-- begin GIVEN ENTRIES --

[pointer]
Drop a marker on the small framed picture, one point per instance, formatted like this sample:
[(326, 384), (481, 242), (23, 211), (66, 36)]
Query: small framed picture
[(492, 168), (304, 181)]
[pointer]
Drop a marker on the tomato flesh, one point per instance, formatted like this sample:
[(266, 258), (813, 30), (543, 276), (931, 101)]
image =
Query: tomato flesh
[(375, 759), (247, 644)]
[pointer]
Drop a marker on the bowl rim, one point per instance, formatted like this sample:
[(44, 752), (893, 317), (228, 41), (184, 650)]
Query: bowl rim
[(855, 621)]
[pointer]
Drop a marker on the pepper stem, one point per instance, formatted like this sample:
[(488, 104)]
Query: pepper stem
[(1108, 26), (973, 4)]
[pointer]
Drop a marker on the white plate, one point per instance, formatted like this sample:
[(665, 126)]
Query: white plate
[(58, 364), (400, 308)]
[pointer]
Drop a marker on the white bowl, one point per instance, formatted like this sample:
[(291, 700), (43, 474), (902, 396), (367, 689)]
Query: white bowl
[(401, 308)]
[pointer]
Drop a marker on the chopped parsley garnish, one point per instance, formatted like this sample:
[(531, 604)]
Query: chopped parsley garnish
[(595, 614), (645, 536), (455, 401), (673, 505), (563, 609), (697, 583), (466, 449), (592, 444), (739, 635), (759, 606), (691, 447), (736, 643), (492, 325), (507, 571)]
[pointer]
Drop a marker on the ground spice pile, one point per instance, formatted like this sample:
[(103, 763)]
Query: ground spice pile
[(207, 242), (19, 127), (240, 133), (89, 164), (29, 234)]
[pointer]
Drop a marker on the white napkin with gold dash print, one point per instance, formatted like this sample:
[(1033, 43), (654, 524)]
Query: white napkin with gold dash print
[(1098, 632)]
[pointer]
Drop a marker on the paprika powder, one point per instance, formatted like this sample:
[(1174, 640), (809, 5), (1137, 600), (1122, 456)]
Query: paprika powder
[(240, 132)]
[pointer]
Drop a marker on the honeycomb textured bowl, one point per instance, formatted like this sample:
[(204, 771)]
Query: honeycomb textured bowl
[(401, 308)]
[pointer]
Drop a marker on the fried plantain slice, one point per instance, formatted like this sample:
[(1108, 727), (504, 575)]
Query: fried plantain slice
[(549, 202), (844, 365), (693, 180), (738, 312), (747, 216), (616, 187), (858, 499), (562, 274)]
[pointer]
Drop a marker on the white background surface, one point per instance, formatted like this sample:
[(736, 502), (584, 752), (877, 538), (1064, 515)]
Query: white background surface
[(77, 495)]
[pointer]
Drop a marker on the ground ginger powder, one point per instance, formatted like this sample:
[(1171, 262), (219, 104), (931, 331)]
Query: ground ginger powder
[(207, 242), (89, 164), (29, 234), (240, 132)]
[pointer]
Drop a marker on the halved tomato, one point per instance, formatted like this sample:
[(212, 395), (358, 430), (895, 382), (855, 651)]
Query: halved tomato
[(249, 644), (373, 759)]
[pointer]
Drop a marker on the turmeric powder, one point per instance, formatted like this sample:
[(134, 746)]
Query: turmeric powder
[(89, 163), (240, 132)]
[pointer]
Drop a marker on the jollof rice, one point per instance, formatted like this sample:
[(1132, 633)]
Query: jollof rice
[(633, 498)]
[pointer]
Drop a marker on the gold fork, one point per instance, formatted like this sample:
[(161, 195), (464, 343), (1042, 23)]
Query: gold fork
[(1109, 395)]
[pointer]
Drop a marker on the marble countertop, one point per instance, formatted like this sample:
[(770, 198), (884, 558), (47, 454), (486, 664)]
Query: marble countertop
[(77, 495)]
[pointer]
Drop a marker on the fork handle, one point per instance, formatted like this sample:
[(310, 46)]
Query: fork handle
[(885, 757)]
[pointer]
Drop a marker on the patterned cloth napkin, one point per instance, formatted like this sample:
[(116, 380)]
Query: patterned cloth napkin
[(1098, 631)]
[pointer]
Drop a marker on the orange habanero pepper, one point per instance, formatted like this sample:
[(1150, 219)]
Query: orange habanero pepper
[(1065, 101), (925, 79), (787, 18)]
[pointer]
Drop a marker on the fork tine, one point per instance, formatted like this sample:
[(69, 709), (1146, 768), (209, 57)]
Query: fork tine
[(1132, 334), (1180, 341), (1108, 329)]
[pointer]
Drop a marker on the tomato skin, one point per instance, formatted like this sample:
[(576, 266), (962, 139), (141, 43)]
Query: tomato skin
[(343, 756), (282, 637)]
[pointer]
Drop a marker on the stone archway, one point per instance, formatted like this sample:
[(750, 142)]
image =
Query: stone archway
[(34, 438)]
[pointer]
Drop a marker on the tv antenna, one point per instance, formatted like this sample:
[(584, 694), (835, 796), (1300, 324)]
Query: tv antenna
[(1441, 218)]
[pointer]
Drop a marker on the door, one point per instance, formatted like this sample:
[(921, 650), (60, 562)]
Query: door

-- end GIVEN ENTRIES --

Reproduce all of the records above word for word, with no changes.

▶ **ANSWER**:
[pointer]
Drop a marker on the small framed picture, one point per instance, formatted like this sample:
[(326, 384), (481, 242), (23, 211), (66, 36)]
Query: small framed picture
[(492, 168), (304, 181)]
[pointer]
Drop a marker on the tomato flesh, one point per instance, formatted like this sample:
[(266, 258), (813, 30), (543, 276), (931, 101)]
image =
Query: tomato flesh
[(375, 759), (247, 644)]
[pointer]
Drop a marker on the bowl rim, one point per instance, formatted like this sample:
[(44, 752), (893, 317), (228, 41), (184, 650)]
Query: bowl rim
[(855, 621)]
[pointer]
Drop a marker on the pepper stem, one point per instance, formatted like this sample:
[(488, 104)]
Query: pepper stem
[(1108, 26), (973, 4)]
[pointer]
Drop a marker on the white plate, one point per instance, formatted like this sample:
[(665, 126)]
Query: white plate
[(58, 364), (400, 308)]
[pointer]
Drop a marker on the white bowl, one point per instance, formatted like this sample:
[(291, 700), (43, 474), (902, 396), (367, 689)]
Query: white bowl
[(401, 308)]
[pointer]
Drop a marker on the chopped parsley garnish, one point per instance, formatted like this sample:
[(531, 604)]
Query: chopped parsley garnish
[(595, 614), (645, 536), (455, 401), (673, 505), (563, 609), (697, 583), (466, 449), (592, 444), (739, 635), (759, 606), (691, 447), (736, 643), (492, 325), (507, 571)]
[pointer]
Drop a marker on the ground spice pile, one point per instance, formatted like this sample:
[(103, 763)]
Query: ground spice pile
[(207, 242), (19, 127), (240, 133), (89, 164), (29, 234)]
[pointer]
Drop a marker on the white napkin with gold dash print, one point per instance, formatted like this sample:
[(1033, 43), (654, 524)]
Query: white napkin with gold dash print
[(1098, 632)]
[pointer]
Drop a marker on the paprika powder, one point per instance, formatted like this sample:
[(1174, 640), (809, 5), (1137, 600), (1122, 456)]
Query: paprika powder
[(240, 132)]
[pointer]
Drop a marker on the honeycomb textured bowl, one point per instance, formatted like this sample:
[(204, 771)]
Query: honeycomb textured bowl
[(401, 308)]
[pointer]
Drop a marker on the fried plantain slice, one point per instance, formatted like this sample:
[(1108, 727), (504, 575)]
Query: fried plantain slice
[(549, 202), (844, 365), (693, 180), (738, 312), (747, 216), (616, 187), (858, 499), (562, 274)]
[pointer]
Drop a marker on the white background surface, one point per instance, formatted like this sample:
[(736, 502), (584, 752), (877, 538), (1064, 515)]
Query: white background surface
[(77, 495)]
[pointer]
Drop a marker on the ground ginger powder, one point per instance, formatted like this sample:
[(1171, 262), (219, 104), (931, 331)]
Query: ground ginger powder
[(207, 242), (89, 164), (29, 234), (240, 132)]
[pointer]
Drop a marker on the halved tomato, one point per instance, formatted like this sample:
[(212, 395), (358, 430), (895, 382), (855, 651)]
Query: halved tomato
[(249, 644), (373, 759)]
[pointer]
Drop a marker on the turmeric powder, one point per instance, formatted like this sample:
[(134, 746)]
Query: turmeric powder
[(89, 163), (240, 132)]
[pointer]
Drop a marker on the jollof rice, one point per instance, formatted like this sample:
[(1132, 633)]
Query: jollof rice
[(633, 498)]
[pointer]
Drop a marker on the gold fork, one point per instance, formatted like this sample:
[(161, 195), (464, 343), (1042, 23)]
Query: gold fork
[(1109, 395)]
[pointer]
Drop a marker on the marble countertop, one point per instance, formatted like this sample:
[(770, 198), (884, 558), (47, 454), (486, 664)]
Query: marble countertop
[(77, 495)]
[pointer]
Drop a marker on the fork handle, one point per instance, formatted like this sample:
[(310, 46)]
Query: fork handle
[(885, 757)]
[pointer]
Drop a marker on the patterned cloth napkin, one point per instance, formatted like this sample:
[(116, 380)]
Query: patterned cloth napkin
[(1098, 631)]
[pointer]
Drop a marker on the orange habanero pepper, one point per instance, formatted like this sample:
[(1150, 219)]
Query: orange habanero pepper
[(1065, 101), (925, 79), (787, 18)]
[pointer]
Drop a marker on the fork tine, one point per instance, formatted like this sample:
[(69, 709), (1146, 768), (209, 57)]
Query: fork tine
[(1132, 334), (1180, 341), (1108, 329)]
[pointer]
Drop a marker on the tomato skin, one point per instance, formatted like this sample:
[(576, 266), (962, 139), (141, 43)]
Query: tomato skin
[(343, 756), (282, 637)]
[pointer]
Drop a marker on the stone archway, one point per instance, formatted like this sample:
[(750, 142)]
image =
Query: stone archway
[(34, 438)]
[pointer]
Drop a marker on the tv antenna, one point per instance, formatted like this sample:
[(584, 694), (835, 796), (1300, 324)]
Query: tv antenna
[(1441, 218)]
[pointer]
Drop a marker on the door, one point per instance, formatted like this sample:
[(921, 650), (60, 562)]
Query: door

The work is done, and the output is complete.